GOAL => Number the lines below as a list, skipping any blank lines and leaving out the pictures.

MATERIAL FOR THIS EXERCISE =>
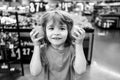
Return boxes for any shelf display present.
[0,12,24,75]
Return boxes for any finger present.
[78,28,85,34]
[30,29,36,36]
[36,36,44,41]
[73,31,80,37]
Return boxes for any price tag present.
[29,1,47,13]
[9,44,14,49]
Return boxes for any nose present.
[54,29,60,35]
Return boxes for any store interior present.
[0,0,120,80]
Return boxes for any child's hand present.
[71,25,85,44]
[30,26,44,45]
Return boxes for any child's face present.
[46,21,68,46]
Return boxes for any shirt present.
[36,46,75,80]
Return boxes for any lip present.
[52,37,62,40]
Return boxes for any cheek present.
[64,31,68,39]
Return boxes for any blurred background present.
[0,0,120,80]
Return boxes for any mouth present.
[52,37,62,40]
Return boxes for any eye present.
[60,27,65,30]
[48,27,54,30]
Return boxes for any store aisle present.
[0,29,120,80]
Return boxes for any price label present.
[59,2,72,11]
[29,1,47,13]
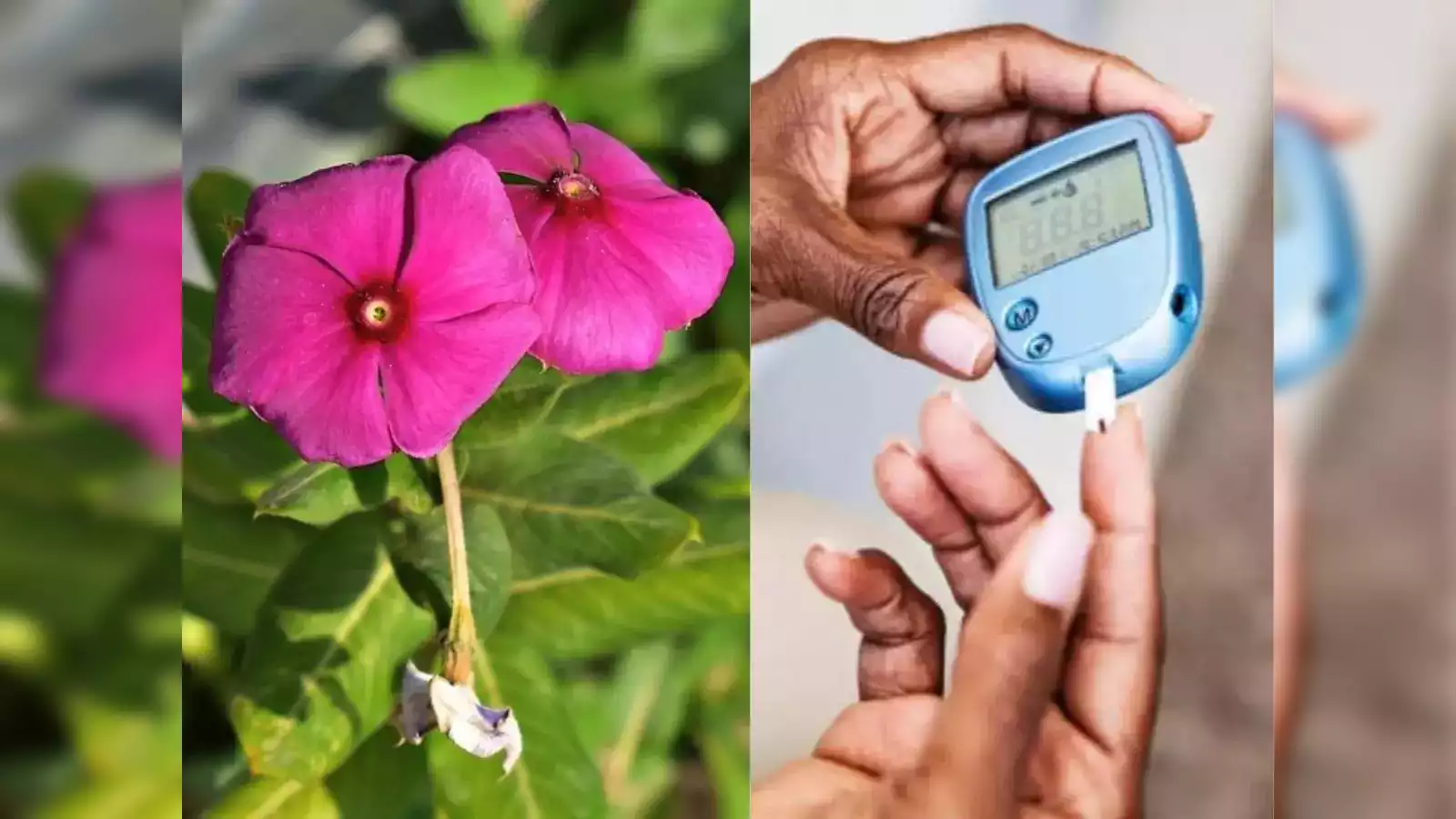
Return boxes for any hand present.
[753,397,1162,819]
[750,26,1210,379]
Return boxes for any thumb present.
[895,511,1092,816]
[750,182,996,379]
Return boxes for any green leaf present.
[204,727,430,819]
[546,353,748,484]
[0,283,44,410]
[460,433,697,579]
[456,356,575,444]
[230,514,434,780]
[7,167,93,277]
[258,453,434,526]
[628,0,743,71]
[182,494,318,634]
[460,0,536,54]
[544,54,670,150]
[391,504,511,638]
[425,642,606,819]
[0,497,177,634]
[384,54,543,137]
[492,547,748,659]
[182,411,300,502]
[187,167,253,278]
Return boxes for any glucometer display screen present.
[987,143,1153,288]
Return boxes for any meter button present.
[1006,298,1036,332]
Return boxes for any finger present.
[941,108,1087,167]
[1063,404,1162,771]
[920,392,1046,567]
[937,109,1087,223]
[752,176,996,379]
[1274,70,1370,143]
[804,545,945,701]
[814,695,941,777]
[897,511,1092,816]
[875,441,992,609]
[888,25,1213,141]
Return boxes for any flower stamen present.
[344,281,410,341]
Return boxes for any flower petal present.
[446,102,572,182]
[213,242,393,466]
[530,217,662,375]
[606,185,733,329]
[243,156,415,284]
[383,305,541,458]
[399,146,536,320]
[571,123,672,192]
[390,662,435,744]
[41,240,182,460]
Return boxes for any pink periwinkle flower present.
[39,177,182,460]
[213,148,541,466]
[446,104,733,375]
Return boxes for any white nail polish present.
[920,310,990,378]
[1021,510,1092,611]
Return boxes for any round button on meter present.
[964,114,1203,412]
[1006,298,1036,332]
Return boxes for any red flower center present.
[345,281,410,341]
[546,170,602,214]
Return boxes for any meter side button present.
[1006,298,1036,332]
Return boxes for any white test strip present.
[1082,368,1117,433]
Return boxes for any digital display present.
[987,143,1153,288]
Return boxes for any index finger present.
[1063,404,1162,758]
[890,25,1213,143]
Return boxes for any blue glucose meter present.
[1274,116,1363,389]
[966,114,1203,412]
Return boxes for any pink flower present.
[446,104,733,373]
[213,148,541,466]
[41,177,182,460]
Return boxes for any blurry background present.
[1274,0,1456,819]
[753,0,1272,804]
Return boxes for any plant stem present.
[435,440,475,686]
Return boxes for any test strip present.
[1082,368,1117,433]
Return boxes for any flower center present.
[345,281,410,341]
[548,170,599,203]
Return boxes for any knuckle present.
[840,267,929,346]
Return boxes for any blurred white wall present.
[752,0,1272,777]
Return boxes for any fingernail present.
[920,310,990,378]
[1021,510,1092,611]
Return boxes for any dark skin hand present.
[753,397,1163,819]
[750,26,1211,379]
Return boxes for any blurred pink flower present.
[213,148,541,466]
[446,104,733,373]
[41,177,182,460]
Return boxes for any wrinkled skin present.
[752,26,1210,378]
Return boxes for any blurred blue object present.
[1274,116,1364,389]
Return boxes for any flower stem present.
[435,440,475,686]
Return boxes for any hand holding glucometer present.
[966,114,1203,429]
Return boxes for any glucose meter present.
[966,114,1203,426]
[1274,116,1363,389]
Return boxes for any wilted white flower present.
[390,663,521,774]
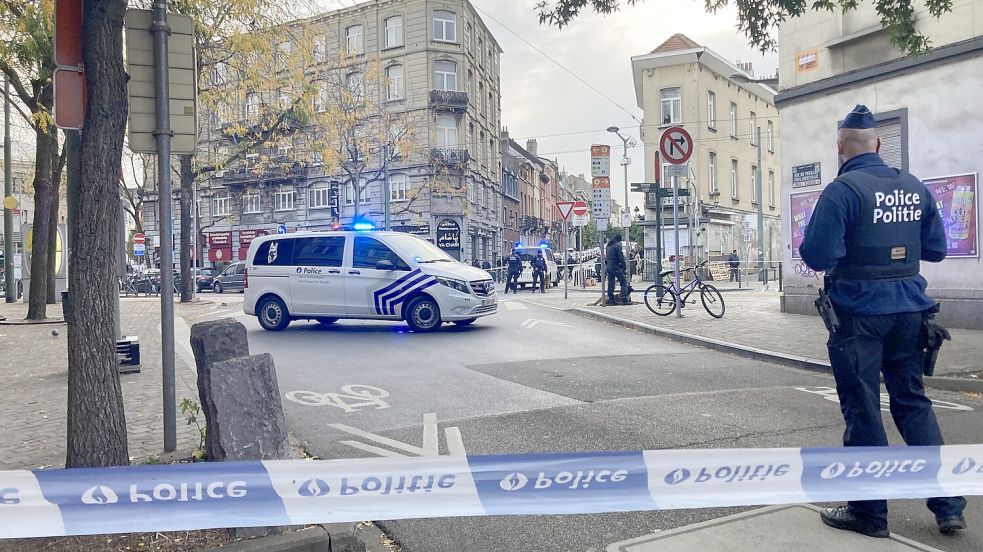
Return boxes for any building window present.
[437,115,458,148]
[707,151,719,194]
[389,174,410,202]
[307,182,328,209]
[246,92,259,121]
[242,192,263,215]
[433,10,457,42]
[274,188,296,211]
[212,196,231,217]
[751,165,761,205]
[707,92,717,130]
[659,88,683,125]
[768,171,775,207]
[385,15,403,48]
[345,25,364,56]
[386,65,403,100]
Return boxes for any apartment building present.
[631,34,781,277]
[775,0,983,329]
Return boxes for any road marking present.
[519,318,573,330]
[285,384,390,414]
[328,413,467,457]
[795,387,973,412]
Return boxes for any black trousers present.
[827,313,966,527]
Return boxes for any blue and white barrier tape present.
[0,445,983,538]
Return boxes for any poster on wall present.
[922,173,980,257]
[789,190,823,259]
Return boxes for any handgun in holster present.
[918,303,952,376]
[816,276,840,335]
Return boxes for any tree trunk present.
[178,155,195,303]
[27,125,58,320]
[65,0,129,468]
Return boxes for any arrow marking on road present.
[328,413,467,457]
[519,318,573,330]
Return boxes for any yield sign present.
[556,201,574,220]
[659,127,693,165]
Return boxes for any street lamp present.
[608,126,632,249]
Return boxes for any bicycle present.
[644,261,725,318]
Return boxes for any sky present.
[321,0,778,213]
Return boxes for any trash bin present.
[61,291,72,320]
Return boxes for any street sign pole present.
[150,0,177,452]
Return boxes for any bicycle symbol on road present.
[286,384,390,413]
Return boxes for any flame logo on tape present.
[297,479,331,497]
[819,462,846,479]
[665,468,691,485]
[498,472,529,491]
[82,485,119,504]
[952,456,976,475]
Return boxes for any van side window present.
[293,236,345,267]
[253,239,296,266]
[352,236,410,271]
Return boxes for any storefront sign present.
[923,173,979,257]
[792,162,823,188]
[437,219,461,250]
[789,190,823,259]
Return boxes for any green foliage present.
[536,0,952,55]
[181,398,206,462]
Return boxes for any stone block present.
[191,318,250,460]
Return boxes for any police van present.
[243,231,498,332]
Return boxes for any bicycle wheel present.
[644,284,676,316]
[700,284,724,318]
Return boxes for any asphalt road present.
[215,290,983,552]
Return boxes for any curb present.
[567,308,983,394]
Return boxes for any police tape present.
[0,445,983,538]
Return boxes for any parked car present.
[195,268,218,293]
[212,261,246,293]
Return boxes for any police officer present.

ANSWER TO THIS EXERCISE =>
1. Return boxes for any shelf display present.
2. [0,12,24,75]
3. Return boxes for any finger present.
4. [78,28,85,34]
5. [30,29,36,36]
6. [36,36,44,41]
7. [73,31,80,37]
8. Return boxes for any price tag present.
9. [29,1,47,13]
10. [9,44,14,49]
11. Return boxes for any nose present.
12. [54,29,60,35]
13. Return boxes for any store interior present.
14. [0,0,120,80]
15. Return boxes for any child's hand present.
16. [71,25,85,44]
17. [30,26,44,45]
18. Return boxes for any child's face present.
19. [46,21,68,46]
20. Return boxes for any shirt present.
21. [36,46,75,80]
22. Return boxes for any lip present.
23. [52,37,62,40]
24. Return boxes for any cheek present.
25. [64,31,68,39]
26. Return boxes for any blurred background present.
27. [0,0,120,80]
28. Return boxes for any mouth present.
29. [52,37,62,40]
30. Return boxes for any eye present.
31. [60,27,65,30]
32. [48,27,54,30]
33. Return boxes for any store aisle present.
34. [0,29,120,80]
35. Return boxes for any price label present.
36. [59,2,72,11]
37. [29,1,47,13]
38. Return boxes for any hand present.
39. [753,397,1162,819]
40. [750,26,1210,379]
41. Return boxes for any thumb present.
42. [895,511,1092,816]
43. [750,182,996,379]
44. Return boxes for any green leaf present.
45. [204,727,430,819]
46. [546,353,748,484]
47. [0,283,44,410]
48. [460,433,697,579]
49. [456,356,575,444]
50. [230,514,434,780]
51. [7,167,93,277]
52. [258,453,434,526]
53. [628,0,743,71]
54. [182,494,318,634]
55. [460,0,536,54]
56. [544,54,670,150]
57. [391,504,511,638]
58. [425,642,606,819]
59. [0,497,177,634]
60. [384,54,543,137]
61. [492,547,748,659]
62. [182,411,300,502]
63. [187,167,253,278]
64. Return boxes for any glucometer display screen present.
65. [987,143,1153,288]
66. Return boxes for any meter button present.
67. [1006,298,1036,332]
68. Return boxes for any finger present.
69. [941,108,1087,167]
70. [1063,404,1162,771]
71. [920,392,1046,567]
72. [937,109,1087,223]
73. [752,176,996,379]
74. [1274,70,1370,143]
75. [804,545,945,701]
76. [814,695,941,777]
77. [897,511,1092,816]
78. [875,441,992,609]
79. [888,25,1213,141]
80. Return boxes for any flower stamen present.
81. [344,281,410,341]
82. Return boxes for any flower petal present.
83. [446,102,572,182]
84. [213,242,393,466]
85. [530,217,662,375]
86. [606,185,733,329]
87. [243,156,415,284]
88. [383,305,541,458]
89. [399,146,536,320]
90. [571,123,672,192]
91. [390,662,435,744]
92. [41,240,182,460]
93. Return boxes for any pink periwinkle flower present.
94. [39,177,182,460]
95. [213,148,541,466]
96. [446,104,733,375]
97. Return boxes for any white nail polish present.
98. [920,310,990,378]
99. [1021,510,1092,611]
100. Return boxes for any round button on meter present.
101. [964,114,1203,412]
102. [1006,298,1036,332]
103. Return boxes for any red flower center present.
104. [345,281,410,341]
105. [546,170,602,214]
106. Return boxes for any meter side button present.
107. [1006,298,1036,332]
108. Return boxes for any white test strip present.
109. [1082,368,1117,433]
110. Return boxes for any digital display present.
111. [987,143,1153,288]
112. Return boxes for any index finger present.
113. [1063,404,1162,758]
114. [890,25,1213,143]
115. Return boxes for any blue glucose meter present.
116. [1274,116,1363,389]
117. [966,114,1203,412]
118. Return boxes for any pink flower present.
119. [446,104,733,373]
120. [213,148,541,466]
121. [41,177,182,460]
122. Return boxes for any blurry background present.
123. [1274,0,1456,819]
124. [753,0,1272,804]
125. Return boxes for any plant stem present.
126. [435,440,475,686]
127. Return boxes for any test strip present.
128. [1082,368,1117,433]
129. Return boxes for any flower center present.
130. [345,281,410,341]
131. [548,170,599,203]
132. Return boxes for any knuckle present.
133. [840,267,929,346]
134. Return boxes for any blurred white wall present.
135. [752,0,1272,777]
136. Return boxes for any fingernail present.
137. [920,310,990,378]
138. [1021,510,1092,611]
139. Return boxes for any dark skin hand present.
140. [753,397,1163,819]
141. [750,26,1211,379]
142. Return boxes for any blurred pink flower present.
143. [213,148,541,466]
144. [446,104,733,373]
145. [41,177,182,460]
146. Return boxes for any wrinkled skin present.
147. [752,26,1210,378]
148. Return boxes for any blurred blue object present.
149. [1274,116,1364,389]
150. Return boxes for any flower stem present.
151. [435,440,475,686]
152. Return boxes for any hand holding glucometer present.
153. [966,114,1203,429]
154. Return boxes for any glucose meter present.
155. [966,114,1203,426]
156. [1274,116,1363,389]
157. Return boxes for any wilted white flower present.
158. [390,663,521,774]
159. Return boxes for any building window present.
160. [437,115,458,148]
161. [707,151,719,194]
162. [389,174,410,202]
163. [307,182,328,209]
164. [246,92,259,121]
165. [242,192,263,215]
166. [433,10,457,42]
167. [274,188,296,211]
168. [212,196,231,217]
169. [751,165,761,205]
170. [707,92,717,130]
171. [659,88,683,125]
172. [768,171,775,207]
173. [385,15,403,48]
174. [345,25,364,56]
175. [386,65,403,100]
176. Return boxes for any apartment building present.
177. [631,34,781,277]
178. [775,0,983,329]
179. Return boxes for any road marking present.
180. [519,318,573,330]
181. [285,384,390,414]
182. [328,413,467,457]
183. [795,387,973,412]
184. Return boxes for any black trousers present.
185. [827,313,966,527]
186. Return boxes for any blue and white barrier tape present.
187. [0,445,983,538]
188. Return boxes for any poster on wall present.
189. [922,173,980,257]
190. [789,190,823,259]
191. Return boxes for any handgun in holster present.
192. [918,303,952,376]
193. [816,276,840,335]
194. Return boxes for any tree trunk present.
195. [178,155,195,303]
196. [27,125,58,320]
197. [65,0,129,468]
198. Return boxes for any arrow marking on road present.
199. [328,413,467,457]
200. [519,318,573,330]
201. Return boxes for any yield sign present.
202. [556,201,574,220]
203. [659,127,693,165]
204. Return boxes for any street lamp present.
205. [608,126,632,249]
206. Return boxes for any bicycle present.
207. [644,261,725,318]
208. Return boxes for any sky present.
209. [321,0,778,213]
210. Return boxes for any trash bin present.
211. [61,291,72,320]
212. Return boxes for any street sign pole present.
213. [150,0,177,452]
214. Return boxes for any bicycle symbol on road present.
215. [286,384,390,413]
216. Return boxes for any flame logo on tape present.
217. [297,479,331,497]
218. [819,462,846,479]
219. [665,468,691,485]
220. [498,472,529,491]
221. [82,485,119,504]
222. [952,456,976,475]
223. Return boxes for any van side window present.
224. [293,236,345,267]
225. [253,239,296,266]
226. [352,236,410,271]
227. Return boxes for any storefront sign present.
228. [923,173,979,257]
229. [792,162,823,188]
230. [437,219,461,250]
231. [789,190,823,259]
232. Return boxes for any green foliage present.
233. [536,0,952,55]
234. [181,398,206,462]
235. Return boxes for any stone block present.
236. [191,318,250,460]
237. Return boxes for any police van present.
238. [243,231,498,332]
239. Return boxes for any bicycle wheel present.
240. [644,284,676,316]
241. [700,284,724,318]
242. Return boxes for any asphalt road present.
243. [215,290,983,552]
244. Return boxes for any curb present.
245. [567,308,983,394]
246. Return boxes for any police tape present.
247. [0,445,983,538]
248. Return boxes for any parked car present.
249. [195,268,218,293]
250. [212,261,246,293]
251. Return boxes for any police officer present.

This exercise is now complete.